▶ _Passage given_:
=====

To everything there is a season, and a time to every purpose under the heaven:
A time to be born, and a time to die; a time to plant, and a time to pluck up that which is planted.
– Ecclesiastes 3:1-2
Despite America’s woeful economic situation, new restaurants continue to sprout faster than New Mexico’s unofficial state flower (no, not the ubiquitous orange traffic cone; the almost as omnipresent tumbleweed). Rarely does a week go by without some sparkly and shiny new restaurant opening up somewhere in the Duke City. Though most start off with much promise and potential, many restaurants are destined to suffer a fate similar to the dreaded and accursed tumbleweed. The average lifespan of most independent restaurant concepts is less than five years.

=====

▶ _Available data_:
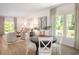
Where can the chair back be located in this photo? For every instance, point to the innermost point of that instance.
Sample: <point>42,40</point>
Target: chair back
<point>45,45</point>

=====

Write out word for word the stretch of the passage on new restaurants above, from "To everything there" through "than five years.".

To everything there is a season, and a time to every purpose under the heaven:
A time to be born, and a time to die; a time to plant, and a time to pluck up that which is planted.
– Ecclesiastes 3:1-2
Despite America’s woeful economic situation, new restaurants continue to sprout faster than New Mexico’s unofficial state flower (no, not the ubiquitous orange traffic cone; the almost as omnipresent tumbleweed). Rarely does a week go by without some sparkly and shiny new restaurant opening up somewhere in the Duke City. Though most start off with much promise and potential, many restaurants are destined to suffer a fate similar to the dreaded and accursed tumbleweed. The average lifespan of most independent restaurant concepts is less than five years.